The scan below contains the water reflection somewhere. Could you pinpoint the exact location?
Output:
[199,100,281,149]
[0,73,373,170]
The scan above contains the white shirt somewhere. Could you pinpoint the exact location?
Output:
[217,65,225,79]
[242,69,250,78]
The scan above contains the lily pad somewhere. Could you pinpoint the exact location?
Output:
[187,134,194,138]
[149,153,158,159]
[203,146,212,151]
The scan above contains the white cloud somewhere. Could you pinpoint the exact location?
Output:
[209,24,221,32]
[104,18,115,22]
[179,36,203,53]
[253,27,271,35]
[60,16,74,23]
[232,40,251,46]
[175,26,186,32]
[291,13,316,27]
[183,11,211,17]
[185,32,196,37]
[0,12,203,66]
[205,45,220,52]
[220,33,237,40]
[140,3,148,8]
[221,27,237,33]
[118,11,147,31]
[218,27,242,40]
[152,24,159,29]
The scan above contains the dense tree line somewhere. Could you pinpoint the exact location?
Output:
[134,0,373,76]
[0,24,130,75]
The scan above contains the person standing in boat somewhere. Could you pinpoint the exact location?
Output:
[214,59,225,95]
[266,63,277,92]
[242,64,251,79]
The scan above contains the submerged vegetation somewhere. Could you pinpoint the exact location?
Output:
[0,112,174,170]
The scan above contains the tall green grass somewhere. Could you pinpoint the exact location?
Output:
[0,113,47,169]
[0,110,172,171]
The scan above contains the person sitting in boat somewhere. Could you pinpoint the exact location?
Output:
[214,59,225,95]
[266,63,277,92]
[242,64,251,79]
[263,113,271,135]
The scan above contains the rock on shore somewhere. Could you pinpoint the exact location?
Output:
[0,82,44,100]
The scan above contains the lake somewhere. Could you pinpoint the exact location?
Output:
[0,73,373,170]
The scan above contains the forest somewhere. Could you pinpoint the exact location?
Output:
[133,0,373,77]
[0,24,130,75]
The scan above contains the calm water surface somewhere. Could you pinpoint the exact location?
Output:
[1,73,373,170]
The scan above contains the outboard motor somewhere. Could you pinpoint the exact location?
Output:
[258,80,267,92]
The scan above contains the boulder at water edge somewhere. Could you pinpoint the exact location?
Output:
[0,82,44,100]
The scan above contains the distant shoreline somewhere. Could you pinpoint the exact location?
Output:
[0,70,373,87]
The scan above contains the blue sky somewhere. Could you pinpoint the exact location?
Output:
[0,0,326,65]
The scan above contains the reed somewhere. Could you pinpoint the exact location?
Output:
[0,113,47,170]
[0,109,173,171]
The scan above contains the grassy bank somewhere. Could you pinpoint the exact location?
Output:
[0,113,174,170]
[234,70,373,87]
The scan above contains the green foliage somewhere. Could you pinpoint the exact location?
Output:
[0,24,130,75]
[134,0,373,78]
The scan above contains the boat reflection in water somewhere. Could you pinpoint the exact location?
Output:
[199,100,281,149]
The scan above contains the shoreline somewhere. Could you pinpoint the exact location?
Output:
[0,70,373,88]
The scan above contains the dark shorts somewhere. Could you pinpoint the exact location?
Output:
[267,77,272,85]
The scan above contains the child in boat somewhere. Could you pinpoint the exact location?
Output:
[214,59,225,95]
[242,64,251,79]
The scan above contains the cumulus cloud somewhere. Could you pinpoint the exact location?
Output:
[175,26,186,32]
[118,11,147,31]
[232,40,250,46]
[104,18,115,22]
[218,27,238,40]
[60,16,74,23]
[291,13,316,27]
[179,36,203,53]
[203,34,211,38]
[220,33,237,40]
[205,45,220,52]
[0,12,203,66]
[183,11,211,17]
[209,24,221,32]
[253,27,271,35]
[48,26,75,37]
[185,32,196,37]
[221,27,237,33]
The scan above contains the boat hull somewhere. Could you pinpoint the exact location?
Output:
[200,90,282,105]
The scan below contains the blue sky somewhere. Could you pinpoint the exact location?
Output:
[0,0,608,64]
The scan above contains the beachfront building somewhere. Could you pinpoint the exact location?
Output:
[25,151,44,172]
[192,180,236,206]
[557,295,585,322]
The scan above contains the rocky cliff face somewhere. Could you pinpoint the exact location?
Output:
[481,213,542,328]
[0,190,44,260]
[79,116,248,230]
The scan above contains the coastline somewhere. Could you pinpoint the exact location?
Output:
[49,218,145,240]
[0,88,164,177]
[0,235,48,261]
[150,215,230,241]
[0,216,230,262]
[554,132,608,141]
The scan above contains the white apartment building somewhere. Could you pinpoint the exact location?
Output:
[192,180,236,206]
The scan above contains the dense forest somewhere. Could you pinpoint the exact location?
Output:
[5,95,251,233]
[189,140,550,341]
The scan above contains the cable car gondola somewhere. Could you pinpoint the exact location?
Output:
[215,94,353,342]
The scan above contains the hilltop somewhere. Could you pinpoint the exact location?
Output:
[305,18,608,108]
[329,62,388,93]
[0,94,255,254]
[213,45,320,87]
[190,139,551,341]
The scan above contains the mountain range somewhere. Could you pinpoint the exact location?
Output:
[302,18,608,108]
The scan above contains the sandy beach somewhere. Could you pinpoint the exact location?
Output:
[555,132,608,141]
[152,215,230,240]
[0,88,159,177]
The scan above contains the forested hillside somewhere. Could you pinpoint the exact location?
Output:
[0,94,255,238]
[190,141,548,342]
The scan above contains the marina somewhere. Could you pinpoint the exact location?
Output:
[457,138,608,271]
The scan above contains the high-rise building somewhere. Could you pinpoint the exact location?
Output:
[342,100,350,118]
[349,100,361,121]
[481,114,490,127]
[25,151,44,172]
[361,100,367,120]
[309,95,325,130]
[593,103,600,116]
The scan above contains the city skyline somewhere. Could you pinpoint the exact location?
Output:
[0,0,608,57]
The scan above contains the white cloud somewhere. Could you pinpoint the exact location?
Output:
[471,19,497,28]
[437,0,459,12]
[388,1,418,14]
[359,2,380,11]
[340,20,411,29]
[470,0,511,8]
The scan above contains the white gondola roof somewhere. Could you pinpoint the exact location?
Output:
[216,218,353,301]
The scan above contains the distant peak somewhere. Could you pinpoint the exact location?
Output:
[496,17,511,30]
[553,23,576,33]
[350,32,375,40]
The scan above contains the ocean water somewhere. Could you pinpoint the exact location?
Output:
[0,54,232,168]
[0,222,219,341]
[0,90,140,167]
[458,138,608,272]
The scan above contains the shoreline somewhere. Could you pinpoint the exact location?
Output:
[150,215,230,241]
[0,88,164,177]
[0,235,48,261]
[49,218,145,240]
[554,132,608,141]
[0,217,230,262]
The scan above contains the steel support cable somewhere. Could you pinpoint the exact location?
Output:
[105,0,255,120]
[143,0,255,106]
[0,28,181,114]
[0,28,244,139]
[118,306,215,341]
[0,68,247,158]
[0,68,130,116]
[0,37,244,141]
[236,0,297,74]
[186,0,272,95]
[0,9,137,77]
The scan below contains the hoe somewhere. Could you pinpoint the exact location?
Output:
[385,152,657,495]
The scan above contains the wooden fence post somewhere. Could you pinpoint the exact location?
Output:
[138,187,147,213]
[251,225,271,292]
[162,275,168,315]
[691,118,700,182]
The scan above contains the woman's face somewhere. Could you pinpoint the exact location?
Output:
════════
__Task to carry out__
Update all of the records above so that "pinpoint" reads "identify" wherever it appears, and reproduce them with nothing else altered.

__Reply__
The scan below contains the water reflection somewhere. Could you identify the exact location?
Output:
[199,100,281,149]
[0,73,373,170]
The scan above contains the white shirt somewhere. Could you identify the exact location?
Output:
[217,65,225,79]
[242,69,250,78]
The scan above contains the lily pad somewhere. Could you identify the exact location?
Output:
[187,134,194,138]
[149,153,158,159]
[203,146,212,151]
The scan above contains the white cloud somewhere. Could you identify the exact location?
Output:
[209,24,221,32]
[104,18,115,22]
[179,36,203,53]
[253,27,271,35]
[60,16,74,23]
[232,40,251,46]
[175,26,186,32]
[291,13,316,27]
[183,11,211,17]
[185,32,196,37]
[0,12,203,66]
[205,45,220,52]
[220,33,237,40]
[140,3,148,8]
[221,27,237,33]
[118,11,147,31]
[218,27,242,40]
[152,24,159,29]
The scan above contains the dense tree line somewhere. Could you identify the exact location?
Output:
[134,0,373,76]
[0,24,130,75]
The scan above contains the person standing in boat somewhere. Could you identify the exact location?
Output:
[214,59,225,95]
[266,63,277,92]
[242,64,251,79]
The scan above contains the submerged vegetation somewhere. Could you identify the exact location?
Output:
[0,112,174,170]
The scan above contains the tall green grass somewhere. Could you identify the exact location?
Output:
[0,113,47,169]
[0,110,172,171]
The scan above contains the person sitting in boat somewhere. Could you identify the exact location?
Output:
[214,59,225,95]
[266,63,277,92]
[242,64,251,79]
[263,113,271,135]
The scan above contains the rock on shore somewhere. Could you identify the exact location?
Output:
[0,82,44,100]
The scan above contains the lake somewhere. Could you identify the exact location?
Output:
[0,73,373,170]
The scan above contains the forest somewhere. Could you identify the exact location?
Output:
[133,0,373,77]
[0,24,130,75]
The scan above contains the calm water surface somewhere. Could you identify the exact location?
Output:
[1,73,373,170]
The scan above contains the outboard motor somewhere. Could you identify the exact location?
Output:
[258,80,267,92]
The scan above contains the boulder at water edge somewhere. Could you identify the exact location?
Output:
[0,82,44,100]
The scan above contains the distant shoreline somewhere. Could you identify the exact location?
Output:
[0,70,373,87]
The scan above contains the blue sky somewhere. Could you identify the exact location?
Output:
[0,0,326,65]
The scan above contains the reed somewhere. Could you identify the exact location?
Output:
[0,113,47,170]
[0,109,173,171]
The scan above contains the grassy bank somewhere. Could you identify the exact location?
Output:
[0,113,174,170]
[234,70,373,87]
The scan above contains the green foliage somewhere. Could you identify the exact location?
Output:
[0,24,130,75]
[134,0,373,78]
The scan above contains the boat reflection in water somewhere. Could you identify the exact location?
Output:
[199,100,281,149]
The scan above contains the shoreline somewhere. Could you identify the exact location?
Output:
[0,70,373,88]
The scan above contains the dark shorts somewhere. Could you identify the exact location?
Output:
[267,77,272,85]
The scan above contains the child in boat somewhere. Could you identify the exact location?
Output:
[214,59,225,95]
[242,64,251,79]
The scan above contains the cumulus cloud somewhere. Could you identify the exact location?
Output:
[175,26,186,32]
[118,11,147,31]
[232,40,250,46]
[104,18,115,22]
[218,27,238,40]
[60,16,74,23]
[291,13,316,27]
[179,36,203,53]
[203,34,211,38]
[220,33,237,40]
[205,45,220,52]
[0,12,203,66]
[183,11,211,17]
[209,24,221,32]
[253,27,271,35]
[48,26,75,37]
[185,32,196,37]
[221,27,237,33]
The scan above contains the boat hull somewhere. Could you identify the exact location?
Output:
[200,90,282,105]
The scan below contains the blue sky somewhere. Could you identify the exact location?
Output:
[0,0,608,64]
The scan above contains the beachfront building somewhere. Could you identify the exact location?
Output:
[25,151,44,172]
[192,180,236,206]
[557,295,585,322]
The scan above contains the rocky cliff face somewhere. Could you identify the exact location?
Output:
[481,213,542,328]
[0,190,44,260]
[79,116,248,230]
The scan above contains the coastline somewhere. Could you identify the exact location?
Output:
[49,218,145,240]
[0,88,164,177]
[0,235,48,261]
[150,215,230,241]
[0,216,230,262]
[554,132,608,141]
The scan above contains the white apartment building somewhere. Could you identify the exact location?
Output:
[192,180,236,206]
The scan above contains the dense forest somewhere. Could you identify the exact location?
Output:
[5,95,251,233]
[189,140,550,341]
The scan above contains the cable car gondola somewhere. Could you identify the exact location?
Output:
[215,94,353,342]
The scan above contains the hilltop somewhere. Could you identify the exact location?
Output:
[305,18,608,108]
[329,62,388,93]
[0,94,255,254]
[213,45,320,87]
[190,139,551,341]
The scan above contains the mountain range somewhere. Could you identify the exact location?
Output:
[302,18,608,108]
The scan above contains the sandy beach somewhere. Could you identify the exact location?
Output:
[555,132,608,141]
[152,215,230,240]
[0,88,159,177]
The scan above contains the forested hillside somewhere. Could you identify the exact location?
Output:
[0,94,255,238]
[190,141,548,342]
The scan above contains the marina somewhere. Could you identify the exact location?
Output:
[457,138,608,271]
The scan above contains the high-rise building somewhere. Could you identify the exact location?
Output:
[342,100,350,118]
[349,100,361,121]
[481,114,490,127]
[25,151,44,172]
[361,100,367,120]
[309,95,325,130]
[593,103,600,116]
The scan above contains the city skyline somewhere. Could you identify the exact location?
Output:
[0,0,608,57]
The scan above contains the white cloud somewhere. Could you identify the exact location?
Output:
[471,19,497,28]
[437,0,459,12]
[388,1,418,14]
[359,2,380,11]
[340,20,411,29]
[470,0,511,8]
The scan above contains the white gondola roof somewhere. Could you identify the exact location?
Output:
[216,218,353,301]
The scan above contains the distant peak somewhere. Could you identify the exact location?
Output:
[496,17,511,30]
[553,23,576,33]
[350,32,375,40]
The scan above contains the ocean water somewhere. Could you identify the exact location?
Output:
[0,54,232,168]
[0,222,219,341]
[0,90,140,167]
[458,138,608,272]
The scan above contains the shoreline somewhere. Could you identify the exact location?
Output:
[150,215,230,241]
[0,88,164,177]
[0,235,48,261]
[49,218,145,240]
[554,132,608,141]
[0,217,230,262]
The scan above contains the steel support cable somewhere. Could you identify the exact location?
Output:
[105,0,255,120]
[143,0,255,106]
[0,28,181,114]
[0,28,244,139]
[118,306,215,341]
[0,68,247,158]
[0,68,130,116]
[0,37,244,141]
[236,0,297,74]
[186,0,272,95]
[0,9,137,77]
The scan below contains the hoe somewhere. Could you identify the exact location?
Output:
[385,152,657,495]
The scan above contains the wooden fence post somewhere. Could you identify the exact location?
Output:
[138,187,147,213]
[251,225,271,292]
[162,275,168,315]
[691,118,700,182]
The scan above contains the woman's face somewhere. Could you identify the exact location?
Output:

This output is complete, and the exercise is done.